◆ **The problem**
Identify all lines in the data containing the string "backpack". Copy them out.

[Point localization data]
=== Begin Enclosure ===

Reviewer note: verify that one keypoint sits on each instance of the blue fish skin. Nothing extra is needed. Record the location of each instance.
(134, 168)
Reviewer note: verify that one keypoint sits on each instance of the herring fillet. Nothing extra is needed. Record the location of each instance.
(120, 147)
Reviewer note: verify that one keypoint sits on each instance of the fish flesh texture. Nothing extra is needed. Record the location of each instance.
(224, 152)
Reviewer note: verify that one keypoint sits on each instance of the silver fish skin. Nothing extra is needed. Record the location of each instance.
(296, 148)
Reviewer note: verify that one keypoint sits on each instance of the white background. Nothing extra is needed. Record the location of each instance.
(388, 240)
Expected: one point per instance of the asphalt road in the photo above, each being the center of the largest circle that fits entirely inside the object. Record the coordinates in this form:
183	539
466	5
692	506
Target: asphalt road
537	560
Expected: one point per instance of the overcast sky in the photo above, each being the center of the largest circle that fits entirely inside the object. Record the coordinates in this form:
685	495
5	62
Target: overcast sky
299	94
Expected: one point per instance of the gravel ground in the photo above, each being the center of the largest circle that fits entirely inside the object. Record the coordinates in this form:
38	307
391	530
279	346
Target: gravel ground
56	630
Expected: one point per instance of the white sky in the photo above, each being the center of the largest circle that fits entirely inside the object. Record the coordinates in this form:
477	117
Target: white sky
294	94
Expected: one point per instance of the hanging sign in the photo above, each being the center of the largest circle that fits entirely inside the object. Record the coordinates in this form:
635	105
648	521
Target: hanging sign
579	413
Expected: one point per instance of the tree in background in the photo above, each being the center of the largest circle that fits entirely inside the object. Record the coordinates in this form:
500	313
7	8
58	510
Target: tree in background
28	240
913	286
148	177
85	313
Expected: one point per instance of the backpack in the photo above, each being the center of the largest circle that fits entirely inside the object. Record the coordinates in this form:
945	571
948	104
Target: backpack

=== End Enclosure ===

◆ **Solution to this problem**
Expected: one point per instance of the backpack in the photo above, each being the center of the largest circle that fits entirely inside the object. Record the coordinates in this form:
Target: backpack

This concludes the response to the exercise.